Exercise prompt: Below is a set of records, and all of them should be retyped exactly, minus the pictures.

** Data to examine follows **

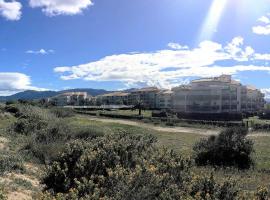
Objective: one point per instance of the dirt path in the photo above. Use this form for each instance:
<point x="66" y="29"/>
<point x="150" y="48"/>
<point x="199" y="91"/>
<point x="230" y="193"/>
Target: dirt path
<point x="178" y="129"/>
<point x="158" y="128"/>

** End of Data to examine **

Written solution:
Objective: one point per instance of the dirt path in the photo above. Use this form for each instance:
<point x="66" y="29"/>
<point x="150" y="48"/>
<point x="199" y="91"/>
<point x="230" y="193"/>
Target: dirt path
<point x="178" y="129"/>
<point x="158" y="128"/>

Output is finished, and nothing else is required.